Text segment
PERCY JACKSON'S GREEK GODS

Percy Jackson takes a break from adventuring to serve up the Greek gods like flapjacks at a church breakfast.

Percy is on form as he debriefs readers concerning Chaos, Gaea, Ouranos and Pontus, Dionysus, Ariadne and Persephone, all in his dude’s patter: “He’d forgotten how beautiful Gaea could be when she wasn’t all yelling up in his face.” Here they are, all 12 Olympians, plus many various offspring and associates: the gold standard of dysfunctional families, whom Percy plays like a lute, sometimes lyrically, sometimes with a more sardonic air. Percy’s gift, which is no great secret, is to breathe new life into the gods. Closest attention is paid to the Olympians, but Riordan has a sure touch when it comes to fitting much into a small space—as does Rocco’s artwork, which smokes and writhes on the page as if hit by lightning—so readers will also meet Makaria, “goddess of blessed peaceful deaths,” and the Theban Teiresias, who accidentally sees Athena bathing. She blinds him but also gives him the ability to understand the language of birds. The atmosphere crackles and then dissolves, again and again: “He could even send the Furies after living people if they committed a truly horrific crime—like killing a family member, desecrating a temple, or singing Journey songs on karaoke night.”

Records shown
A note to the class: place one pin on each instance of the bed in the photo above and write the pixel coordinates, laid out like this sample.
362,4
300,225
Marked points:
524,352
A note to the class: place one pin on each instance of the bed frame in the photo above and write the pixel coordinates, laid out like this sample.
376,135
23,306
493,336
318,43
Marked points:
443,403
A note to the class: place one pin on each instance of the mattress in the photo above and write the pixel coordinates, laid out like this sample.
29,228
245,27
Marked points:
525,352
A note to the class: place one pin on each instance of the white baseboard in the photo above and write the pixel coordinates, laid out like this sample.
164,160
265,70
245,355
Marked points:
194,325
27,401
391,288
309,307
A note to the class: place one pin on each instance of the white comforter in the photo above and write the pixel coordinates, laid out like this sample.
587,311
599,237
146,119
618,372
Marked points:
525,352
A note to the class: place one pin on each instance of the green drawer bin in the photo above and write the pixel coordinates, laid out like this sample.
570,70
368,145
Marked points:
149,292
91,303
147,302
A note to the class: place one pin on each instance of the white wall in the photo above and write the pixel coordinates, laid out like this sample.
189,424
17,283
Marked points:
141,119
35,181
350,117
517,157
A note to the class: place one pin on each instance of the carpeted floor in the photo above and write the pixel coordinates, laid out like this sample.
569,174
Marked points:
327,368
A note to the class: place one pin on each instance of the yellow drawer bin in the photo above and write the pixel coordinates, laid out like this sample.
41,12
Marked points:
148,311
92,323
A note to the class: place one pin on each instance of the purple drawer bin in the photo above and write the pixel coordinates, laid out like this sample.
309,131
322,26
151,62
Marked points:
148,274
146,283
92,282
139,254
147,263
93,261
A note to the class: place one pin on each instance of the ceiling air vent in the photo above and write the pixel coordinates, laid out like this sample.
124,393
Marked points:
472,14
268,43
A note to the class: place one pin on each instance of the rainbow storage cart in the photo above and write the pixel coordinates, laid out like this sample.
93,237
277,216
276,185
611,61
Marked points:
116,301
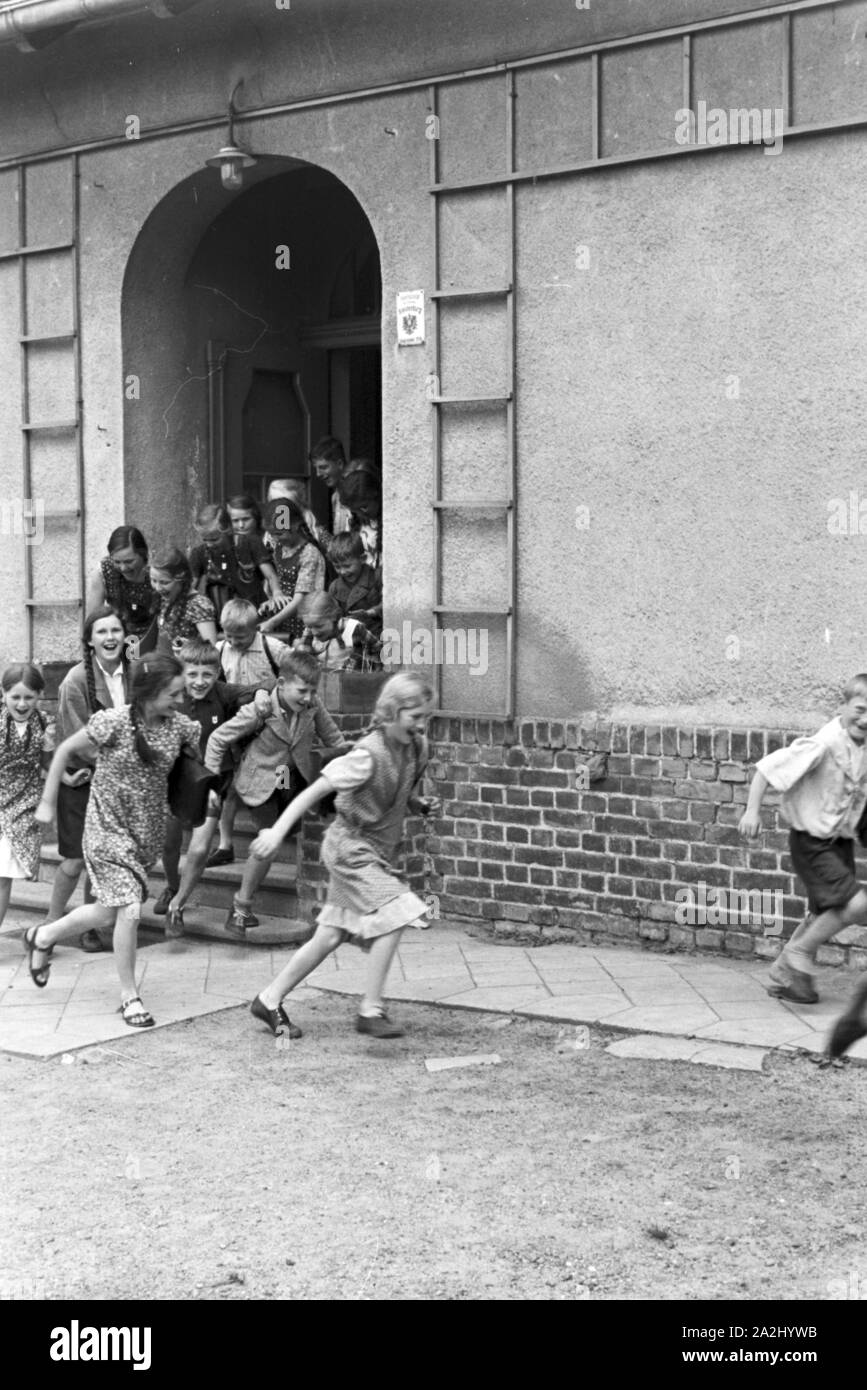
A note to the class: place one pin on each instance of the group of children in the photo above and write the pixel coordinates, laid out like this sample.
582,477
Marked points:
178,656
248,705
118,766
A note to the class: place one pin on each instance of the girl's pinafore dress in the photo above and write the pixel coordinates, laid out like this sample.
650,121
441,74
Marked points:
367,898
298,567
127,809
21,784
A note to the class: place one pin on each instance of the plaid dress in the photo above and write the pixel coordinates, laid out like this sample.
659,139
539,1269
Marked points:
367,897
21,749
127,811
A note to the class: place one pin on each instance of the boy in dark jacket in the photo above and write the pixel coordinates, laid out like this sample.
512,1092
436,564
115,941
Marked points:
211,702
277,762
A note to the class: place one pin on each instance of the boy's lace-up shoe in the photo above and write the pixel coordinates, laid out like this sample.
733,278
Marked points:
378,1026
239,922
788,983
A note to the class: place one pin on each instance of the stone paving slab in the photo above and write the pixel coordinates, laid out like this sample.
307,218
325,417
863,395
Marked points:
687,1050
706,1001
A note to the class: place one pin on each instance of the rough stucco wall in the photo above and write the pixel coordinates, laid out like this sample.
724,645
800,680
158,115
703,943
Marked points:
167,71
707,514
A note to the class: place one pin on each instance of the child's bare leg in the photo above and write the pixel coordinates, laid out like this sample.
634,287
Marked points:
381,955
171,852
227,820
65,879
72,925
302,963
125,938
6,887
802,954
196,859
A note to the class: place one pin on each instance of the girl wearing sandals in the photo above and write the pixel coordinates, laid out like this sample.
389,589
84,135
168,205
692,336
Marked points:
367,901
135,748
25,749
99,681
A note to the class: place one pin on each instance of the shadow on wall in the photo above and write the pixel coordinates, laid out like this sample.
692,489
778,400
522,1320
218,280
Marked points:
553,672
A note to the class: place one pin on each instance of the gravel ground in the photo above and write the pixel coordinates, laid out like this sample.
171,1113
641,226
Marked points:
234,1166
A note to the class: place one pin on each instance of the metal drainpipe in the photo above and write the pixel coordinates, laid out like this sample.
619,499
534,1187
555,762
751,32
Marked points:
40,20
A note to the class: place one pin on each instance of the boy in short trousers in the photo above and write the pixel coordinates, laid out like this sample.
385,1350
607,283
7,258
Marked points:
823,780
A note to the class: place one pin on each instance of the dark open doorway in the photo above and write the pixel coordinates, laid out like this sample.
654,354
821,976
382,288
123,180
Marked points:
254,320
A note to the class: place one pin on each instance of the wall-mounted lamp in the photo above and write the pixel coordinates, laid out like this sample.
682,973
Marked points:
231,160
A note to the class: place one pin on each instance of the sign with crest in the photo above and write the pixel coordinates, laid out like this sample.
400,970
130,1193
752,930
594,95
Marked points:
410,319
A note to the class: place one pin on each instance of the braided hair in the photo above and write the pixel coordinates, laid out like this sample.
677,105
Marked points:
175,563
22,673
285,514
92,619
149,679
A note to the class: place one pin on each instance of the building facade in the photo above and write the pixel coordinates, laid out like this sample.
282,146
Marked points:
621,467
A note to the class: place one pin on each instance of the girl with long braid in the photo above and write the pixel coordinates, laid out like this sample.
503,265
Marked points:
25,748
122,583
99,681
367,901
135,748
300,566
184,613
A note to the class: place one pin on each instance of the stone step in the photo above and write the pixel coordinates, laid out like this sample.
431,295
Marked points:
199,919
218,886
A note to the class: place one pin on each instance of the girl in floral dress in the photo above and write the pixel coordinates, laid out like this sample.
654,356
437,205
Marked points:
25,749
184,613
300,567
367,902
135,748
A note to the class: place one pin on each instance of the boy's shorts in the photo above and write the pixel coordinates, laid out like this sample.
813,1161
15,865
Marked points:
71,811
270,811
826,868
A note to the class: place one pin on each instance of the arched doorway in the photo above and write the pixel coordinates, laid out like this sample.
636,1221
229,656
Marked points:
252,323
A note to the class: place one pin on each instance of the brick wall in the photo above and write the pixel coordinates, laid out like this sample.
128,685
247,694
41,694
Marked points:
523,851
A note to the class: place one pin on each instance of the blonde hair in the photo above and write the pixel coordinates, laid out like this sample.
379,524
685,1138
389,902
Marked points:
399,692
317,606
857,685
238,613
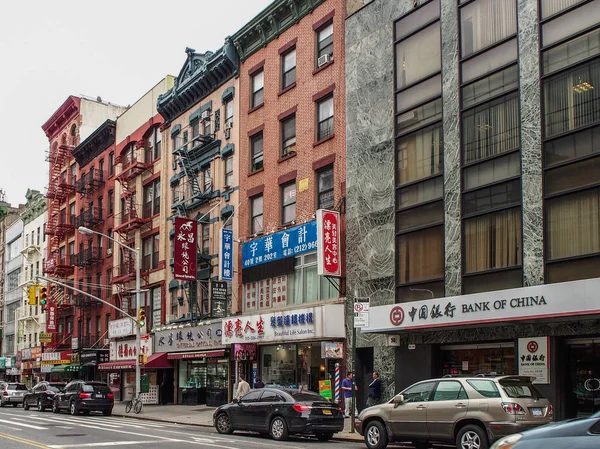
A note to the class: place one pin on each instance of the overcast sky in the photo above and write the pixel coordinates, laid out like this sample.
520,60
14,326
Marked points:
114,49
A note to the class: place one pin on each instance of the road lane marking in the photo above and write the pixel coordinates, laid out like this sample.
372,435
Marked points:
21,424
22,440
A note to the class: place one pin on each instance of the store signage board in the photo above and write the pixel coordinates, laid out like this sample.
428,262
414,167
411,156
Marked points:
286,325
226,255
328,243
534,359
564,299
120,328
288,243
361,312
206,336
186,234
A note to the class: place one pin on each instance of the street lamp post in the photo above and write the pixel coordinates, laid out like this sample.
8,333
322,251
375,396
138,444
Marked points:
138,299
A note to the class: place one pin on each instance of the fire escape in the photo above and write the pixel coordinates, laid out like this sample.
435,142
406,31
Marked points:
62,184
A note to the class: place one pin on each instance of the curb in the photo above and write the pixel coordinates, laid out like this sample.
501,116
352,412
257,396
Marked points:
142,418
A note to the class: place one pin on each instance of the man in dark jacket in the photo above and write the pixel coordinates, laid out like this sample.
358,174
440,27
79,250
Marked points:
374,390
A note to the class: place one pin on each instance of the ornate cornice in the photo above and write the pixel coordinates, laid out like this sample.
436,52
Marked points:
270,23
102,138
201,75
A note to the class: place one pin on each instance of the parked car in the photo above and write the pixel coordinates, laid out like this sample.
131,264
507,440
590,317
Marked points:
13,394
42,395
582,433
82,396
470,412
280,412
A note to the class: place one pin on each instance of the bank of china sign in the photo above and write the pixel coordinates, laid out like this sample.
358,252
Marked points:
539,302
285,325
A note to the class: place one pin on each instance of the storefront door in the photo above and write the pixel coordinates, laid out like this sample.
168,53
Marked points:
583,397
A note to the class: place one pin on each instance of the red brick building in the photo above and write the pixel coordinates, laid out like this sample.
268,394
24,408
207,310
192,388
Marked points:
292,162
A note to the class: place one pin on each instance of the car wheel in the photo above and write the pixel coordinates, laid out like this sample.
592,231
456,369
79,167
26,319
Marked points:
324,436
223,424
375,435
471,437
279,429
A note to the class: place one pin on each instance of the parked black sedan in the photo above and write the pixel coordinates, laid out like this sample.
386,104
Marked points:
580,433
42,395
82,396
279,413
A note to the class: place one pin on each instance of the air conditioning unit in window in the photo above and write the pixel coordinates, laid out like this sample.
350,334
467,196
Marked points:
324,59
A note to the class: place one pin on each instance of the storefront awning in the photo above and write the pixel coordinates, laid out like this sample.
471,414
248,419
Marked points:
196,355
158,360
116,366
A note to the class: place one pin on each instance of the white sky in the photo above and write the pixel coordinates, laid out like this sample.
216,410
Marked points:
113,49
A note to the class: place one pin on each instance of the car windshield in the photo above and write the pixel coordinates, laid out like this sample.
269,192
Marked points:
515,387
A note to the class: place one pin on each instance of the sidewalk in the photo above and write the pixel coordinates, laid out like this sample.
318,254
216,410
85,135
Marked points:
200,415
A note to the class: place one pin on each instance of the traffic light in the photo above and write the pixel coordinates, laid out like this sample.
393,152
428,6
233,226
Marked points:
142,317
44,296
32,295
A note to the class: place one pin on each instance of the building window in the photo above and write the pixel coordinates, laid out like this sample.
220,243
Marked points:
256,213
205,238
325,117
288,136
485,22
228,172
288,68
258,88
288,202
325,41
325,193
572,99
256,147
111,163
152,144
152,198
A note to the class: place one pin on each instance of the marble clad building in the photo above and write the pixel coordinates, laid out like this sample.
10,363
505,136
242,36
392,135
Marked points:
473,135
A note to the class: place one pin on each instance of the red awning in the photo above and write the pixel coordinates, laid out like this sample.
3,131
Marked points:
196,355
158,360
116,366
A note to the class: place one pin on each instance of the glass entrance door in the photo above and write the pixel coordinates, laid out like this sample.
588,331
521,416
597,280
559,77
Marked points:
583,398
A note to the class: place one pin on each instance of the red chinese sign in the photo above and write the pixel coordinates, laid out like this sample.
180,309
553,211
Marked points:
328,243
186,232
51,318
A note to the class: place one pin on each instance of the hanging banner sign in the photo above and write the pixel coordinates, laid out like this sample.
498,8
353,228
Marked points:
186,233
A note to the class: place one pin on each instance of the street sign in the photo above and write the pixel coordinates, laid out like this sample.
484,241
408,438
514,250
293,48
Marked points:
361,312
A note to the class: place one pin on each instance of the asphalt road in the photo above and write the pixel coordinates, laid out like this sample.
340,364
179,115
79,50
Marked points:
20,429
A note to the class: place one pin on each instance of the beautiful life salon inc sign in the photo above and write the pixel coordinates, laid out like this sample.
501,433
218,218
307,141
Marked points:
286,325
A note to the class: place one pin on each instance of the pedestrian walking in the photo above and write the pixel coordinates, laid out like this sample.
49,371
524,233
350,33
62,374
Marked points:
374,390
347,389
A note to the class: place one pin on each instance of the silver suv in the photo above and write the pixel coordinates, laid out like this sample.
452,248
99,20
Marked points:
470,412
13,394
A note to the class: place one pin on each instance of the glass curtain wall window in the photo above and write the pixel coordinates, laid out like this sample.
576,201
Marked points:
288,68
288,136
325,118
256,147
258,85
256,211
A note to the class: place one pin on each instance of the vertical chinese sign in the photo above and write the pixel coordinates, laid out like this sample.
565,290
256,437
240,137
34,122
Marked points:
186,233
328,243
226,255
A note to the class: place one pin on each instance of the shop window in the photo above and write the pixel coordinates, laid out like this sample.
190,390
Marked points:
485,22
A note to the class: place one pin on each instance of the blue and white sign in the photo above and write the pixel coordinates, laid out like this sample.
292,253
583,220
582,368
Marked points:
226,255
291,242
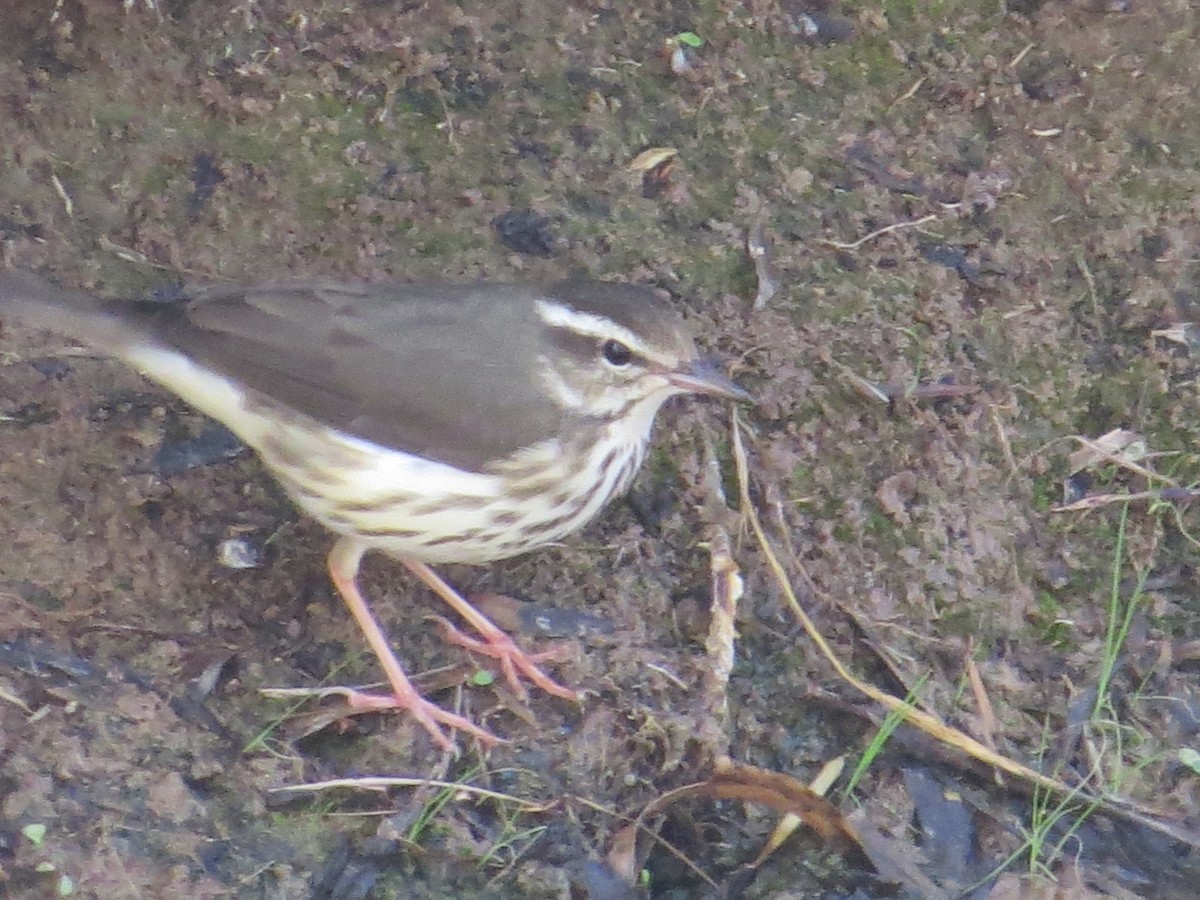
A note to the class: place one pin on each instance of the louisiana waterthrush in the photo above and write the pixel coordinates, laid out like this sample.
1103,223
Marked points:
438,424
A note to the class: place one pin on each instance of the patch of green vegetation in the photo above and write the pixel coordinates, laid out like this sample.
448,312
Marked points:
1051,623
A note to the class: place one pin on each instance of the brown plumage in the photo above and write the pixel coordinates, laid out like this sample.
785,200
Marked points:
435,423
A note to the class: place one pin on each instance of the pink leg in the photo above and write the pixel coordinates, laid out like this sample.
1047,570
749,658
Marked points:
343,569
495,642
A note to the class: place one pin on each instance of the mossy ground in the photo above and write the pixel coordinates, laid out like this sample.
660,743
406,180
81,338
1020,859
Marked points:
1055,147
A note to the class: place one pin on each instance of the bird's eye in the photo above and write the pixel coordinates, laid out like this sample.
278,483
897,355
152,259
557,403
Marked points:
616,353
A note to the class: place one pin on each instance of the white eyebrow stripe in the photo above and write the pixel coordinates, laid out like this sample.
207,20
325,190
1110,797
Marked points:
586,323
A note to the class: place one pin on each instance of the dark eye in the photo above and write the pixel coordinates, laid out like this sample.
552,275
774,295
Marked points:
617,353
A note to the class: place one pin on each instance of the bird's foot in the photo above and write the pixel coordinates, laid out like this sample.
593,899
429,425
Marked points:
513,660
430,715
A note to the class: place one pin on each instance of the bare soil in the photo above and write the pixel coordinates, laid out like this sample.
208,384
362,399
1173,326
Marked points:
1031,169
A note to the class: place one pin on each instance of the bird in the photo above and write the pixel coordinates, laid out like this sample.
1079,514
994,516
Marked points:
435,423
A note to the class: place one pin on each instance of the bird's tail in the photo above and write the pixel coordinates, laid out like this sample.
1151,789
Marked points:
88,318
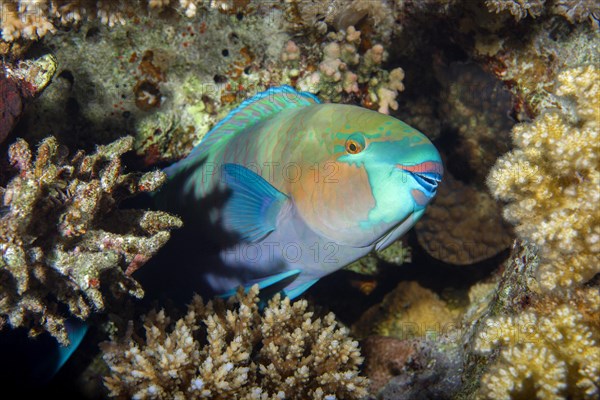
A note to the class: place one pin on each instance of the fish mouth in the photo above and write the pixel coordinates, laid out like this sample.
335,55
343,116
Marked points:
428,175
394,233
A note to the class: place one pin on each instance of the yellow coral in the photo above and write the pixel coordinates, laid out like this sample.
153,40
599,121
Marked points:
551,181
219,351
408,311
544,356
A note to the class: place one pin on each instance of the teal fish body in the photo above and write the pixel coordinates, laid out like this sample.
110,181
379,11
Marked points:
309,188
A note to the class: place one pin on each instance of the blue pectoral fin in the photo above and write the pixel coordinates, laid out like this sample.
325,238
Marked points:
270,285
76,330
47,357
298,290
254,205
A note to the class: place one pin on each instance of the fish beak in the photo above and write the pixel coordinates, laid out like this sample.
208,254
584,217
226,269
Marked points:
428,174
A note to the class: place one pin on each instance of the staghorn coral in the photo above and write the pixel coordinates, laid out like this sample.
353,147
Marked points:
548,351
65,248
551,182
231,350
463,226
573,10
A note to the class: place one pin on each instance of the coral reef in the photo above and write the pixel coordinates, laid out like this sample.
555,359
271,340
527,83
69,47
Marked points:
464,225
397,253
476,105
33,19
408,311
409,369
519,8
231,350
65,247
523,342
165,81
529,65
573,10
20,83
346,70
551,182
548,350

Directive
Reproduce the full review of Percy Jackson's Greek Gods word for word, from its title line to its final sentence.

The response
PERCY JACKSON'S GREEK GODS

Percy Jackson takes a break from adventuring to serve up the Greek gods like flapjacks at a church breakfast.

Percy is on form as he debriefs readers concerning Chaos, Gaea, Ouranos and Pontus, Dionysus, Ariadne and Persephone, all in his dude’s patter: “He’d forgotten how beautiful Gaea could be when she wasn’t all yelling up in his face.” Here they are, all 12 Olympians, plus many various offspring and associates: the gold standard of dysfunctional families, whom Percy plays like a lute, sometimes lyrically, sometimes with a more sardonic air. Percy’s gift, which is no great secret, is to breathe new life into the gods. Closest attention is paid to the Olympians, but Riordan has a sure touch when it comes to fitting much into a small space—as does Rocco’s artwork, which smokes and writhes on the page as if hit by lightning—so readers will also meet Makaria, “goddess of blessed peaceful deaths,” and the Theban Teiresias, who accidentally sees Athena bathing. She blinds him but also gives him the ability to understand the language of birds. The atmosphere crackles and then dissolves, again and again: “He could even send the Furies after living people if they committed a truly horrific crime—like killing a family member, desecrating a temple, or singing Journey songs on karaoke night.”